● **Prompt**
In the text about the Risky Business Porsche, what did Kevin Shows become after watching Top Gun?

Kevin Shows was in Los Angeles on business in 2017. He had some time to kill before his flight home and, as a car guy and collector, was eager to make his first visit to the Petersen Automotive Museum.

Although he didn’t really have enough time before his flight to see all the museum had to offer, he paid extra to take the tour of “The Vault,” the Petersen’s previously secret underground storage facility.

In The Vault, “sort of sitting off by itself,” as Shows recalls, was a Porsche 928. “The tour blew right past, but I knew what the car was as soon as I saw it.”

The car was the Porsche 928 that Shows had seen years before as a teenager enthralled by the Tom Cruise movie, Risky Business. Shows, now 43, grew up watching — and being influenced by — Tom Cruise’s movies. Indeed, Shows became an airline pilot and instructor after watching Top Gun.

“I had to head to the airport, so I didn’t do the whole tour,” Shows recalled, “but they did say this was the car from the movie.”

Shows inquired with the tour guide, and then with people staffing the museum admission desk, seeking to learn who owned the Porsche. He was told sharing such information was against museum policy. 

The ‘Risky Business’ Porsche

Like Kevin Shows, Lewis Johnsen had been a teenager impacted by Risky Business. The movie helped to convince Johnsen to go to college. He studied communications at the University of Colorado, did an internship at an NBC-affiliate television station, and hosted and produced a home-improvement show before working in corporate marketing. 

Throughout, he remained fascinated by the Risky Business 928 and produced a documentary, The Quest for the RB928, about his search for the 928 from the movie.

One thing he learned was that as many as half a dozen 928s had been used in filming and post-production promotion of the movie. According to an article in Excellence, the Porsche-focused magazine, the cars came from various model years, were in various colors, and varied in manual or automatic transmissions.

The Excellence article reports that only two of those may still exist, and one was damaged and sold to an overseas owner. Known to the film crew as the “fill car,” a 1979 928 with a 5-speed manual transmission and gold interior not only was featured in the movie, but producer Jon Avent said it was the car in which he had taught Cruise how to manipulate a manual gearbox.

● **Provided information**
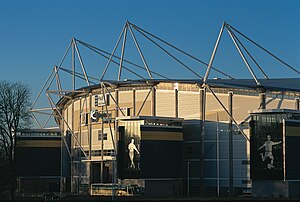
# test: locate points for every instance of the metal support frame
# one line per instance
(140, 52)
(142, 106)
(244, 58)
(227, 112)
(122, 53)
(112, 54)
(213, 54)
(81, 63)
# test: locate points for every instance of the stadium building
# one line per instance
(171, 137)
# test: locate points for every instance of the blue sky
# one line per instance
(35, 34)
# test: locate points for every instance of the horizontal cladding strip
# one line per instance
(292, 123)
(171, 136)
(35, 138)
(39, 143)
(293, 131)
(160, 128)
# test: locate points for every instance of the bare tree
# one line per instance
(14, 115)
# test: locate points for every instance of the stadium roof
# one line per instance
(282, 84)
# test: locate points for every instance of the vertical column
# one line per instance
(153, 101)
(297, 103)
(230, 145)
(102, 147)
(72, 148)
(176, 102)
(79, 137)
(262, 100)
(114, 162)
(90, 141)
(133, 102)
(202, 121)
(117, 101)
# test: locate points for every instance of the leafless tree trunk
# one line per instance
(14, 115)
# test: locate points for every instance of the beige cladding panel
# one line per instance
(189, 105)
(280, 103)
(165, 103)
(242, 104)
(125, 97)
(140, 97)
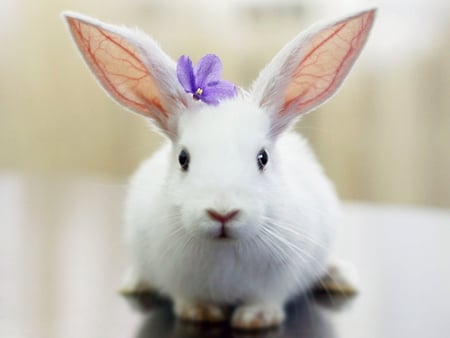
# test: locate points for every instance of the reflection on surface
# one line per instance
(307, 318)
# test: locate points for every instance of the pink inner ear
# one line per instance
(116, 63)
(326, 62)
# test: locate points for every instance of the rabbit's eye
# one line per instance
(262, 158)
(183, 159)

...

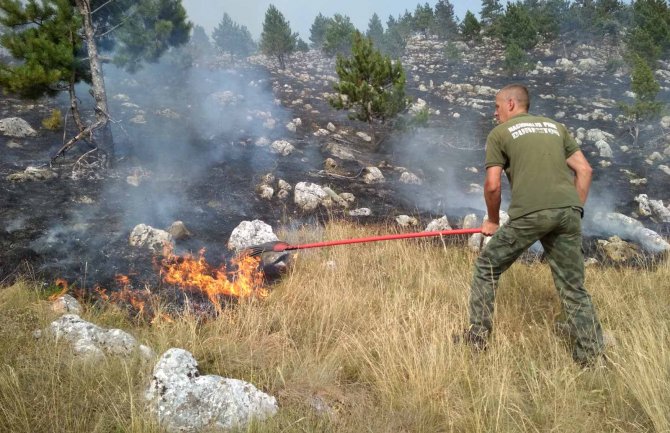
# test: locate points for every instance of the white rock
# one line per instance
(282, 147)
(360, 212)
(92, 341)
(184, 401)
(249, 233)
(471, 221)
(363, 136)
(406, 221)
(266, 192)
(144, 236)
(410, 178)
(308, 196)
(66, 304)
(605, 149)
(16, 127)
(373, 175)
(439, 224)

● **Exercise response**
An airline pilot and instructor.